◆ **TASK PROMPT**: Give the records again, every one, exactly.

-*-

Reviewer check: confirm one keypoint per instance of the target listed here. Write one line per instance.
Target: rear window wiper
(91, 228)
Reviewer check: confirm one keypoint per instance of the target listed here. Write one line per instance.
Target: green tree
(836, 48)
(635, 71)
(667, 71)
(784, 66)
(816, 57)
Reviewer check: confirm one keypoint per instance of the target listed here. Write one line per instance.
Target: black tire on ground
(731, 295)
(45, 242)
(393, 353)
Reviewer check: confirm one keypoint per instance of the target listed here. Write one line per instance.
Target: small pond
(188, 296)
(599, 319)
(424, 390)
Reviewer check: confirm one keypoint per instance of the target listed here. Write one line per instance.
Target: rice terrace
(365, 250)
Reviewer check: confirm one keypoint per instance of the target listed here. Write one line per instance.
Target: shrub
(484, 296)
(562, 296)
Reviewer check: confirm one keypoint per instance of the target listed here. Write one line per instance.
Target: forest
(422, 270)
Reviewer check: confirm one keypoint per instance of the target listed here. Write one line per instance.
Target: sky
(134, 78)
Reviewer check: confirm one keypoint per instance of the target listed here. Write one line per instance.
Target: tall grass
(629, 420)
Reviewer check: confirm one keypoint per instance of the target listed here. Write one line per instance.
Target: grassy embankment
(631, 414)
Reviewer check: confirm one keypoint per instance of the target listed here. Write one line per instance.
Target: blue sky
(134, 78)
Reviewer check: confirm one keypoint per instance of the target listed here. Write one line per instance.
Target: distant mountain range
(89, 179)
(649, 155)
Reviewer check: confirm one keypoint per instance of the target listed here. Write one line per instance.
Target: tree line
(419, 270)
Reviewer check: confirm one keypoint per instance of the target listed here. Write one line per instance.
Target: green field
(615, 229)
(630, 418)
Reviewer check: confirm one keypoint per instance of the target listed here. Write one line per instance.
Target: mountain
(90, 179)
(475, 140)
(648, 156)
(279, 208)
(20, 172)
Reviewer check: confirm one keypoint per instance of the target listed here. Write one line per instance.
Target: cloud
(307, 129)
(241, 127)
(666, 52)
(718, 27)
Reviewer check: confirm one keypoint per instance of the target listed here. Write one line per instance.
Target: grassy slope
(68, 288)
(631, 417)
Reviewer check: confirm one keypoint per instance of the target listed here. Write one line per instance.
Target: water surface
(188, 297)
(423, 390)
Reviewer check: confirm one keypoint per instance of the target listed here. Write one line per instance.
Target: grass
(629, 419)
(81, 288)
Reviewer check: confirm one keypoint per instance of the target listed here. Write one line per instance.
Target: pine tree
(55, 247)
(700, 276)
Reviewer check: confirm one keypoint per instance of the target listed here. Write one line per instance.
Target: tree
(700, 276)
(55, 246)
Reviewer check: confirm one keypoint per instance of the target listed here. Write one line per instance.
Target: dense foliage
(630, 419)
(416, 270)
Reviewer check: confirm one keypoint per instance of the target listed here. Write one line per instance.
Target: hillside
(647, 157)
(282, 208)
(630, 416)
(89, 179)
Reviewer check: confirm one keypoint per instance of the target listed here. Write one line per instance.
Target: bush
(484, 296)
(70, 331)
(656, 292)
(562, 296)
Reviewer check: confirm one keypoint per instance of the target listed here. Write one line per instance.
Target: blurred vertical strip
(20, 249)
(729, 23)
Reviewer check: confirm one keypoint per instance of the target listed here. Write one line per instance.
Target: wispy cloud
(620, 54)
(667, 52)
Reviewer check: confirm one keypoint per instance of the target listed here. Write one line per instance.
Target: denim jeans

-*-

◆ **EXPECTED ANSWER**:
Reviewer check: confirm one keypoint per instance of the target listed here. Write one line per instance.
Target: rear window wiper
(91, 228)
Reviewer check: confirm one keypoint per instance of the target listed here. Write one line per instance.
Target: green tree
(836, 48)
(635, 71)
(667, 71)
(784, 66)
(816, 57)
Reviewer check: confirm one keypoint per instance of the target listed here. Write one line per instance.
Target: black tire on ground
(731, 295)
(45, 242)
(393, 353)
Reviewer check: confirm one keypoint per instance of the target listed here. Write one line per instance.
Target: small pond
(188, 296)
(599, 319)
(424, 390)
Reviewer check: confirm one keypoint per instance of the target listed here. Write one line per instance.
Target: rice terrace
(365, 250)
Reviewer check: confirm one keypoint per instance of the target listed here. Write one line per instance.
Target: shrub
(484, 296)
(562, 296)
Reviewer check: confirm one keypoint per instance of the target listed here. Write one line per instance.
Target: forest
(422, 270)
Reviewer check: confirm one keypoint per instance of the target listed here. Write one line per instance.
Target: sky
(134, 78)
Reviewer check: confirm one keypoint per instance of the target listed here. Write one line per instance.
Target: tall grass
(629, 420)
Reviewer check: confirm one keypoint per instance of the target listed here. Write one line per instance.
Target: grassy embankment
(631, 414)
Reviewer check: confirm one keypoint per instance of the target listed here. Write one line per instance.
Target: blue sky
(134, 78)
Reviewer check: confirm one keypoint per instance of the target listed here. Write one line per instance.
Target: distant mountain range
(89, 179)
(649, 155)
Reviewer check: confirm one keypoint per instance of the target listed here. Write one line per instance.
Target: tree line
(419, 270)
Reviewer check: confirm one keypoint per instance of the target listed here. Write one line per instance.
Target: green field
(615, 229)
(630, 418)
Reviewer check: confirm one keypoint per instance of the target listed here. Write one line per instance.
Target: mountain
(90, 179)
(475, 140)
(648, 156)
(279, 208)
(20, 172)
Reviewer check: confirm one keypoint per instance of the target listed here. Write one line per instance.
Target: cloud
(307, 129)
(241, 127)
(666, 52)
(718, 27)
Reviewer check: confirm one keypoint per instance of the target listed here. Write one line per instance.
Target: grassy slope
(68, 288)
(631, 417)
Reviewer check: confirm one keypoint per instance of the target listed here. Write one line per instance.
Target: water surface
(188, 297)
(423, 390)
Reviewer check: confirm one keypoint per instance of the target listed here. Write one line per instance.
Target: grass
(629, 419)
(81, 288)
Reviewer check: confirm one keypoint per instance of the target listed here. Write one line per instance.
Target: pine tree
(55, 247)
(700, 276)
Reviewer check: confirm one keypoint per instance of the target listed here. Write one line per instance.
Target: tree
(700, 276)
(55, 246)
Reviewer check: confirm one keypoint per instance of the target listed here. Write one line per instance.
Target: dense foliage
(630, 419)
(416, 270)
Reviewer check: confirm one keypoint per instance of the target listed here. Write one line per instance.
Target: hillside
(647, 157)
(282, 208)
(630, 416)
(89, 179)
Reviewer check: confirm one keypoint per instance of the target listed here. Write one line per instance.
Target: bush
(484, 296)
(70, 331)
(656, 292)
(562, 296)
Reviewer check: confirm one keypoint per instance of the target listed here. Write one line per instance.
Target: blurred vertical strip
(20, 249)
(729, 23)
Reviewer check: confirm one keypoint per instance of the target listed here. Write one line per instance.
Target: wispy cloud
(620, 54)
(667, 52)
Reviewer check: confirm one keypoint per instance of the target listed here. Write one line per instance.
Target: denim jeans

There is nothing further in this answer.